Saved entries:
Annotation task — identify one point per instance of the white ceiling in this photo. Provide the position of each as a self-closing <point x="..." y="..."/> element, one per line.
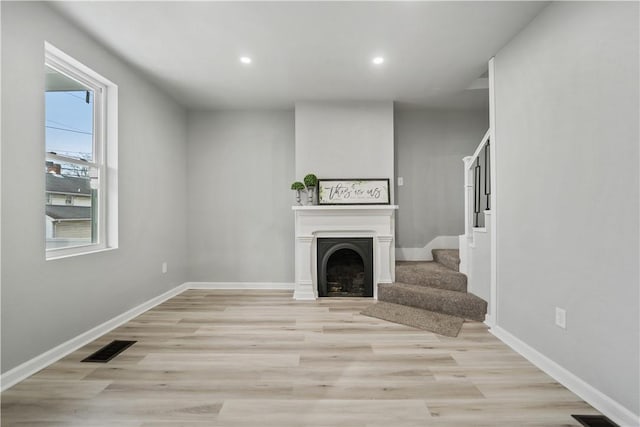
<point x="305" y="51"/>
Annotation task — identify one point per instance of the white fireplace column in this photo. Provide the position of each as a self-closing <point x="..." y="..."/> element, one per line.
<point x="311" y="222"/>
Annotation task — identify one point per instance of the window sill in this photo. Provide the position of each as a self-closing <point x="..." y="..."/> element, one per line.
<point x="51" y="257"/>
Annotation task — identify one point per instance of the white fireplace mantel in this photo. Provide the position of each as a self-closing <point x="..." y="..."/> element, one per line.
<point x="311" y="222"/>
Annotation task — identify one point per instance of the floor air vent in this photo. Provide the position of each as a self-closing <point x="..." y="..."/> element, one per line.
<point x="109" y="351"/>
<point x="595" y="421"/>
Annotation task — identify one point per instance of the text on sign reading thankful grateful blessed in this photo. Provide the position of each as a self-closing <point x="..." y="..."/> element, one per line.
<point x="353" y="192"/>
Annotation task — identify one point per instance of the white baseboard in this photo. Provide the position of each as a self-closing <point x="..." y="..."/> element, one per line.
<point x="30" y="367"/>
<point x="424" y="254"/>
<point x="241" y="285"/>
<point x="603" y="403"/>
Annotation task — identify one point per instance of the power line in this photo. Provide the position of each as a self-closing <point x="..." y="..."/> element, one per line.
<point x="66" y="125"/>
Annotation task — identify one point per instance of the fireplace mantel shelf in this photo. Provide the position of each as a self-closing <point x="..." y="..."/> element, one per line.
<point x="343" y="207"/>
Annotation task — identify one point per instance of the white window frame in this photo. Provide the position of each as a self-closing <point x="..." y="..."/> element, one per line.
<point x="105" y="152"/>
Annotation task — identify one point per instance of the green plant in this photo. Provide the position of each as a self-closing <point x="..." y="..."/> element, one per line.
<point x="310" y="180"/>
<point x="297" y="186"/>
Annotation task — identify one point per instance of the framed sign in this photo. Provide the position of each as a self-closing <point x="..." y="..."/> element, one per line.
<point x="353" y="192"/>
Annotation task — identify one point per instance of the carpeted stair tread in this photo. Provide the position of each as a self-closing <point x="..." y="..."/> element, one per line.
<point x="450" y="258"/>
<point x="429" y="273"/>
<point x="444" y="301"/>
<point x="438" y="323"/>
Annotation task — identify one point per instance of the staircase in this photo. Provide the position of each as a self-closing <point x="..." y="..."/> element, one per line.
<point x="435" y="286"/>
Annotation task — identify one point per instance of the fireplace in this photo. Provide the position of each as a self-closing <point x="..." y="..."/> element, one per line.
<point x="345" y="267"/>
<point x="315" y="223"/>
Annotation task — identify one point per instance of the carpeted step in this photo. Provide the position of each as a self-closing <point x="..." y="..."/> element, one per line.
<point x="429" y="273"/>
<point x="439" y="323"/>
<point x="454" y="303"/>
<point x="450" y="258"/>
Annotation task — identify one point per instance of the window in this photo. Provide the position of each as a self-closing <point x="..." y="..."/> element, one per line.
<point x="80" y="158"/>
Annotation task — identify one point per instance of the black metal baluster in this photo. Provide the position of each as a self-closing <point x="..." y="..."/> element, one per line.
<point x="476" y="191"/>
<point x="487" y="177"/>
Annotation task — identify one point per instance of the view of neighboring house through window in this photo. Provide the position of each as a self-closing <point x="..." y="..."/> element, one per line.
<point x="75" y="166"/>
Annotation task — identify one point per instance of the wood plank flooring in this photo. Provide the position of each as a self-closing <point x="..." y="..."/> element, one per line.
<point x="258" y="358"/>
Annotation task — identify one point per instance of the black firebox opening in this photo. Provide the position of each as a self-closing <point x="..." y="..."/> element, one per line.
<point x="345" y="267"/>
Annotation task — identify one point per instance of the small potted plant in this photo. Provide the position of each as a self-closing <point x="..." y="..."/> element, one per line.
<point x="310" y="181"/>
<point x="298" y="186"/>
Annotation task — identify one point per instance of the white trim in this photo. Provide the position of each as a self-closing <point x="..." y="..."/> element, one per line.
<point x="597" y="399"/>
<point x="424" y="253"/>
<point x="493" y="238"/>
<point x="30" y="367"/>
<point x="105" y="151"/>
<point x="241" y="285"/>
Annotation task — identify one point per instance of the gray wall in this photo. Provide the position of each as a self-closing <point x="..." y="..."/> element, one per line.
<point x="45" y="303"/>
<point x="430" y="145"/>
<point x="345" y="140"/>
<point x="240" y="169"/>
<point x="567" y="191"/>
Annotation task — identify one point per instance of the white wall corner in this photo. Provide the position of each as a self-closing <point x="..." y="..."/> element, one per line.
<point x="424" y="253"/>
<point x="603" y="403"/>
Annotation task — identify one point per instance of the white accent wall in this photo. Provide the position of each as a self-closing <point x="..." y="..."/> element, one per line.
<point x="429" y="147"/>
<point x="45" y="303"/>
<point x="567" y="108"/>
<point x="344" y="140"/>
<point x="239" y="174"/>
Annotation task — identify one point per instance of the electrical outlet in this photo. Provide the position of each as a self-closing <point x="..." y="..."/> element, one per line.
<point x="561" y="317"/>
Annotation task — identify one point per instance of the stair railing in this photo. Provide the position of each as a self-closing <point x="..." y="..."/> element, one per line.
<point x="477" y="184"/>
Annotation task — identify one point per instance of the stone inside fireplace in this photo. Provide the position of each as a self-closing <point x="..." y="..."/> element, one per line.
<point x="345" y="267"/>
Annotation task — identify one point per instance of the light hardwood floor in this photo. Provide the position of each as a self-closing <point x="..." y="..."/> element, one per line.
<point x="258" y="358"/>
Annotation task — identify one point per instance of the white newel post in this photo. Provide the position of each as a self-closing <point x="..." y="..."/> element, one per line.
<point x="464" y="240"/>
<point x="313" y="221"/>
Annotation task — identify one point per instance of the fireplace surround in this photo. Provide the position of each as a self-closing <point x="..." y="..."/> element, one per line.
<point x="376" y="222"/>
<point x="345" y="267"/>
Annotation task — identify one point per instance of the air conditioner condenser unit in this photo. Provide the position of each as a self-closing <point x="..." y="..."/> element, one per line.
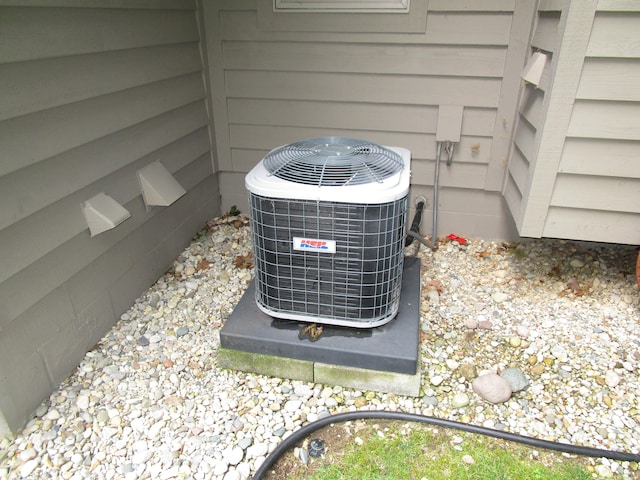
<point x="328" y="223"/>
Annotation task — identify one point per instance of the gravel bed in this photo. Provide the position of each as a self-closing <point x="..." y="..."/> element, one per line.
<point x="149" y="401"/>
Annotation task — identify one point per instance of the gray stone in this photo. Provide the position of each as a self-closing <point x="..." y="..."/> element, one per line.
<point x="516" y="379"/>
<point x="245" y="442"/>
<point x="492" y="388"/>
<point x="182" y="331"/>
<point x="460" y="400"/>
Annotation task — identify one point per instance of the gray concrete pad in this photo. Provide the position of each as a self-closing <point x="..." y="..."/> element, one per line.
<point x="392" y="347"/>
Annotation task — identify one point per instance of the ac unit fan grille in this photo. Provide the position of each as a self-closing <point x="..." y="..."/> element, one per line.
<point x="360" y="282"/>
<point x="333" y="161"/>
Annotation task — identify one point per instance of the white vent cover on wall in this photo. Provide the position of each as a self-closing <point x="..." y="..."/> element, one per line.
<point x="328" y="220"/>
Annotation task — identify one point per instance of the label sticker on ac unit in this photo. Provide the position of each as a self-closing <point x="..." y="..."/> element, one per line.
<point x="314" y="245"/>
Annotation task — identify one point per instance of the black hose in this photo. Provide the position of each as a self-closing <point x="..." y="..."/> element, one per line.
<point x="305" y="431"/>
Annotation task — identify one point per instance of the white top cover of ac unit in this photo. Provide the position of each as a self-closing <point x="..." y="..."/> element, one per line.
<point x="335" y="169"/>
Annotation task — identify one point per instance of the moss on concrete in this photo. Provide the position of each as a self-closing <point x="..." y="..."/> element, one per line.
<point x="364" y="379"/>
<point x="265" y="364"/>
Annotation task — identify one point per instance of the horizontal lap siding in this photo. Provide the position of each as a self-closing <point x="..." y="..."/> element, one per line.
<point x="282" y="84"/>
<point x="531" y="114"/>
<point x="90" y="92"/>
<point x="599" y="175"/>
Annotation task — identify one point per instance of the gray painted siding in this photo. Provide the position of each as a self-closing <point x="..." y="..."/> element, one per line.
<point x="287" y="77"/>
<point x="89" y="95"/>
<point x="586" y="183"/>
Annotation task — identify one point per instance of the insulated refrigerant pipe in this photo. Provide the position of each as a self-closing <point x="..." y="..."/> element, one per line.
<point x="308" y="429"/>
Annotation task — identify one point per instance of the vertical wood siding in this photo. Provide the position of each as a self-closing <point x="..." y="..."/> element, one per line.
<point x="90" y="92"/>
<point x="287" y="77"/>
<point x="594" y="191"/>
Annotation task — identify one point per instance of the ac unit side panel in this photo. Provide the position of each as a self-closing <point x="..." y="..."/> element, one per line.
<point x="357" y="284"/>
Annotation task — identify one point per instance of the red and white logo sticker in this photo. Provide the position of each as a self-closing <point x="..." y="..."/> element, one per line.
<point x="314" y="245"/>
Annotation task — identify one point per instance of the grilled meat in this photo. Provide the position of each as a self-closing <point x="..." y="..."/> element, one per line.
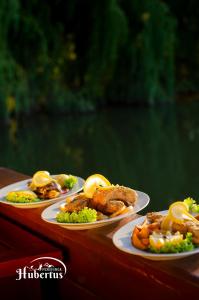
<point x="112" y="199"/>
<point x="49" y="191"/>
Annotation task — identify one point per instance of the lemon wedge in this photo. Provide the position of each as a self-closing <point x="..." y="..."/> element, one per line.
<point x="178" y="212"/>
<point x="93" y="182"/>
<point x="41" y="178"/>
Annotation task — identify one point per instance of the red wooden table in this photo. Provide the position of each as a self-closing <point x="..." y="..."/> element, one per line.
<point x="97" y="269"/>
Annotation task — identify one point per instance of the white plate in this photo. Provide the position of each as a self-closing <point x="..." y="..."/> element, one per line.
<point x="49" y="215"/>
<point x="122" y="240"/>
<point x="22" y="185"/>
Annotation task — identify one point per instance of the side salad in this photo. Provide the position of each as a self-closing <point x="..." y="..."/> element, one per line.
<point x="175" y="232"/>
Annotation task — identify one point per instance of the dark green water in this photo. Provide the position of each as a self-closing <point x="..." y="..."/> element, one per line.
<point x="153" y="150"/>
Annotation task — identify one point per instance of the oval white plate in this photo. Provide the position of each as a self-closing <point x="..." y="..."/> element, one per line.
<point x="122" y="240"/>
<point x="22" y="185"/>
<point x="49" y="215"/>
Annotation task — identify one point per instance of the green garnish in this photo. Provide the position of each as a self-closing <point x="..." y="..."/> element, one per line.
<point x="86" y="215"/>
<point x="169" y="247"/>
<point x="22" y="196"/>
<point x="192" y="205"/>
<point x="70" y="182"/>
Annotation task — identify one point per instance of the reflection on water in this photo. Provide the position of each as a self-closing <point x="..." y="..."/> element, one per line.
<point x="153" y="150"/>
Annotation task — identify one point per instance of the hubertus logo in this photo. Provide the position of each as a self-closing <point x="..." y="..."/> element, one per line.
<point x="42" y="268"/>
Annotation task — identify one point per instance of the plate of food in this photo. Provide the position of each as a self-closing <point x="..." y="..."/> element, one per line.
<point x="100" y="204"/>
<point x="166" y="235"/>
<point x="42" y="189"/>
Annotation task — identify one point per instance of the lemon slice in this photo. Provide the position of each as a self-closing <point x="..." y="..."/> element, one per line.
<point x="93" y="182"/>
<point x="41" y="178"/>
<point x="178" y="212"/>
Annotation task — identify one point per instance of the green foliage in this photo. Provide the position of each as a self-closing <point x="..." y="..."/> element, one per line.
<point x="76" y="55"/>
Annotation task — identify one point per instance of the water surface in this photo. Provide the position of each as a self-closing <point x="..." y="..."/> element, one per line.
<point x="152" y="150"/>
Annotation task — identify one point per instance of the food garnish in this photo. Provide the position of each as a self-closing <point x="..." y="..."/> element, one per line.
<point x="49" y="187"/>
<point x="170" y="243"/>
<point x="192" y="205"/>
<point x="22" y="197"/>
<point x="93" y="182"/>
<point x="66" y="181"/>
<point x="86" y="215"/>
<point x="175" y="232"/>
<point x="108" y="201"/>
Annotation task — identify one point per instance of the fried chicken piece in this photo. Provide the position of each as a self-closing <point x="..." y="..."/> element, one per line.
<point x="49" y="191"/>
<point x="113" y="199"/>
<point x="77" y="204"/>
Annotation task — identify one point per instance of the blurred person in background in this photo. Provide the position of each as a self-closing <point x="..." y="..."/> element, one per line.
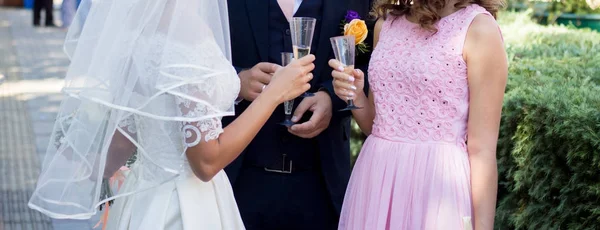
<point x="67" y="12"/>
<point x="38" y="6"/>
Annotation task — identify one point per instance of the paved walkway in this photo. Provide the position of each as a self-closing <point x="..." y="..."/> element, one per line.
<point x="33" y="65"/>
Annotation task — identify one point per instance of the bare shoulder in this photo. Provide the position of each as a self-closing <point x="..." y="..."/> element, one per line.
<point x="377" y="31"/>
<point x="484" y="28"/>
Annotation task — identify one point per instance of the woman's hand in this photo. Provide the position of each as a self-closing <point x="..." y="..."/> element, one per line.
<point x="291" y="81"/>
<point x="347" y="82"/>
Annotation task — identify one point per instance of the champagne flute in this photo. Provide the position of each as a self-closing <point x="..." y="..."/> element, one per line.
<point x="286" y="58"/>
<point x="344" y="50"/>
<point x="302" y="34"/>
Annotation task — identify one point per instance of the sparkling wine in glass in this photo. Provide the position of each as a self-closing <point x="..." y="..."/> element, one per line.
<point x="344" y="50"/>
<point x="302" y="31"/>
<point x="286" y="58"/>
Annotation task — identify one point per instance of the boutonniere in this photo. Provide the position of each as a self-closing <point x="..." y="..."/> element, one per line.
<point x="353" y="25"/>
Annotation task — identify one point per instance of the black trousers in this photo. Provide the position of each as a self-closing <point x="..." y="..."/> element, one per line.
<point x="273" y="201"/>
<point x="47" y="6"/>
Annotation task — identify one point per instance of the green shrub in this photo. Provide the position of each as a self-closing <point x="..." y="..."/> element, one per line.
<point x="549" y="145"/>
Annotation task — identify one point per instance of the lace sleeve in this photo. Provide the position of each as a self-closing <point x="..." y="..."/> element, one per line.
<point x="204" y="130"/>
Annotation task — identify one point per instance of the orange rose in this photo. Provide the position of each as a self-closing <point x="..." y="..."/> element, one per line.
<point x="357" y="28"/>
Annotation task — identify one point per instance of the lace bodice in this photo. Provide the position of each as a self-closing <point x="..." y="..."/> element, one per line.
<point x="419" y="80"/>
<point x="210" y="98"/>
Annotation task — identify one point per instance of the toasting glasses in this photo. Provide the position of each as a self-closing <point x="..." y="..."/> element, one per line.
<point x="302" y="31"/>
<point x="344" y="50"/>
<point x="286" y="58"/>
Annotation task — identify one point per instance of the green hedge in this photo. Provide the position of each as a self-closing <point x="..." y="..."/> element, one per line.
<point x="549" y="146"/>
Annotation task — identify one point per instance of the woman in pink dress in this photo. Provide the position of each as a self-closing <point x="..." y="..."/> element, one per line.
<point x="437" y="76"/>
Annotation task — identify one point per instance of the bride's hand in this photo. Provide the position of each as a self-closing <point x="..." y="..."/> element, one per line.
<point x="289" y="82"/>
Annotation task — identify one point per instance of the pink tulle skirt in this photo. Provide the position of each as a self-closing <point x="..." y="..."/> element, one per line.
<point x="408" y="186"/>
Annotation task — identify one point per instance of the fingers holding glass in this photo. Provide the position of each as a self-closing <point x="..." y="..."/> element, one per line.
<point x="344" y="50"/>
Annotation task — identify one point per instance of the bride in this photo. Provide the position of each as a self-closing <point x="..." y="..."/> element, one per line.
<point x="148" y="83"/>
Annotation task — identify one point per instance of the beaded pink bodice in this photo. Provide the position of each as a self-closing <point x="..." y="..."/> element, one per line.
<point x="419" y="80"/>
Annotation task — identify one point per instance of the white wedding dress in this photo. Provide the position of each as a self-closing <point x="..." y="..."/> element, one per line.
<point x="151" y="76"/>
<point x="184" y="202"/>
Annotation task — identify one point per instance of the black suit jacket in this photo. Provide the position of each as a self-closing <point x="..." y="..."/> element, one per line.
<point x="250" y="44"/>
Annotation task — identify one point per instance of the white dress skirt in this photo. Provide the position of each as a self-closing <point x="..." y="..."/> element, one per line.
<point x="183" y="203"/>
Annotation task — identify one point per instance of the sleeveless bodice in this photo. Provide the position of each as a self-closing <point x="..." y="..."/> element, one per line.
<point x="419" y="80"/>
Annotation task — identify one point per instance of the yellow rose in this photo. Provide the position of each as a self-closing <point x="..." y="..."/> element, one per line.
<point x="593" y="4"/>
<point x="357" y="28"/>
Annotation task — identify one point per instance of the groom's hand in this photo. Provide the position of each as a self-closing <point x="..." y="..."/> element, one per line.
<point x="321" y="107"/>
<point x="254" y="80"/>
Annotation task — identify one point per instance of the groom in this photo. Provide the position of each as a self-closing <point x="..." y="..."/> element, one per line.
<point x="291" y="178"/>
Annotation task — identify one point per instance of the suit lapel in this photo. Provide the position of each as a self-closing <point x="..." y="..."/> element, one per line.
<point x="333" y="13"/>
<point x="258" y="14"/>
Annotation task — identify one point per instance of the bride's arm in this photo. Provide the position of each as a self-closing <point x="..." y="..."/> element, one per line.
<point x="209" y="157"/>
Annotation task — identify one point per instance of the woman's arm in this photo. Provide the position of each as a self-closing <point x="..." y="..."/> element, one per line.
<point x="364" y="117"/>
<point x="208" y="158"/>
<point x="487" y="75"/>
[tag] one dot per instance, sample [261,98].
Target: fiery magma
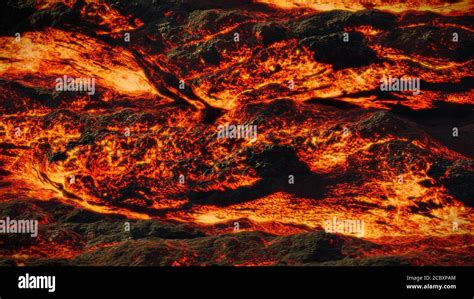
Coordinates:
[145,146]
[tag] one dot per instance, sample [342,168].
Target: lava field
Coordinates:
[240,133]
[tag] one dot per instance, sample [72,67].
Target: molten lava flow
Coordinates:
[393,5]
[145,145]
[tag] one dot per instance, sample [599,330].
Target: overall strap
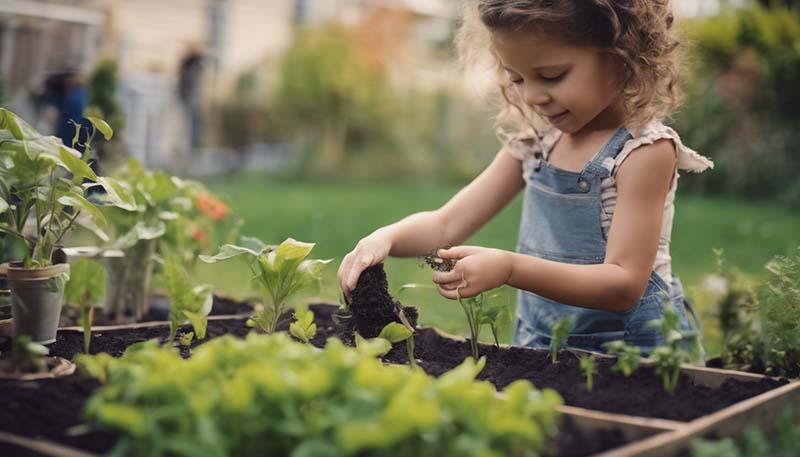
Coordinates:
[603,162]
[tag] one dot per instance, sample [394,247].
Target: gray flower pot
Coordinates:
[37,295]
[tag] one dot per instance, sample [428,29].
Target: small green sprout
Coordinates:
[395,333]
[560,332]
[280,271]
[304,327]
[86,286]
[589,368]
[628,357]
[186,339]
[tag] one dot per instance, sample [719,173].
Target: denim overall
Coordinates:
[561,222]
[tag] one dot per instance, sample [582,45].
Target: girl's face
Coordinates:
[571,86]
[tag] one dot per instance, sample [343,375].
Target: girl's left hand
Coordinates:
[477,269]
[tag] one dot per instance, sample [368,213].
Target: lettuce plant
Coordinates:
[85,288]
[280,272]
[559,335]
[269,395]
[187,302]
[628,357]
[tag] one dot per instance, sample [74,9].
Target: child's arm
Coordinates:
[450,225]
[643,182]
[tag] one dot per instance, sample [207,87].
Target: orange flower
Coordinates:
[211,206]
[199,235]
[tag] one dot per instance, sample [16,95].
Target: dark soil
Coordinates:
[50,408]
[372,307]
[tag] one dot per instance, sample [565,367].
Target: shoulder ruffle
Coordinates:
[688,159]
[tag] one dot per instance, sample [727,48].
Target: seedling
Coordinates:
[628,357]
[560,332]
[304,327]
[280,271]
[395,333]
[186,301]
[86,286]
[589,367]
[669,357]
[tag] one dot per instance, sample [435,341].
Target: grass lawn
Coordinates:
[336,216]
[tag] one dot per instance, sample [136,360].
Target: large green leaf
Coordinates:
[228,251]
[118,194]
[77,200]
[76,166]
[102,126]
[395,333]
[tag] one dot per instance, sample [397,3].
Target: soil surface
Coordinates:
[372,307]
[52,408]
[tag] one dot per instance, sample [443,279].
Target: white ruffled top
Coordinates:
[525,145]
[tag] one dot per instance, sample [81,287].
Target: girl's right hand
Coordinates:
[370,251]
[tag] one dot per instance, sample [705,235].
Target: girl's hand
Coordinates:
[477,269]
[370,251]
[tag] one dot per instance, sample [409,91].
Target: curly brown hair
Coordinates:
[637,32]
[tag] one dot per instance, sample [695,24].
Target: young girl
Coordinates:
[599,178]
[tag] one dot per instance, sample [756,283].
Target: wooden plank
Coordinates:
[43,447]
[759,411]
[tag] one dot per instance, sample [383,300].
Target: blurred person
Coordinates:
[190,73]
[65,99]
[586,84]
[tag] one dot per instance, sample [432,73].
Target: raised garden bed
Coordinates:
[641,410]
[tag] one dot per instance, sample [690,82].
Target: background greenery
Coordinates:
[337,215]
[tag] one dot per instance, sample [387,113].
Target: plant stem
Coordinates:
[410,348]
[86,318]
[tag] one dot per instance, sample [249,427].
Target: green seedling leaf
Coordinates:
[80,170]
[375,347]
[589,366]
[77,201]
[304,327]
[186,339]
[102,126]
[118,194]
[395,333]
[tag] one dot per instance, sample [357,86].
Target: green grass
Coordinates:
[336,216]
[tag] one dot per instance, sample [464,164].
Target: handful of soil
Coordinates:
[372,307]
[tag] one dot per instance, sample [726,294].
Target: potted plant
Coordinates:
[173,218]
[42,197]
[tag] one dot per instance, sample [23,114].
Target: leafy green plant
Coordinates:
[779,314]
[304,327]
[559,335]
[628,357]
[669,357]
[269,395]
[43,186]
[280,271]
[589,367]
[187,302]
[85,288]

ASSIGNMENT: Every line of the entries above that holds "lava" should be copied out.

WRITTEN REPLY:
Target: lava field
Target: molten lava flow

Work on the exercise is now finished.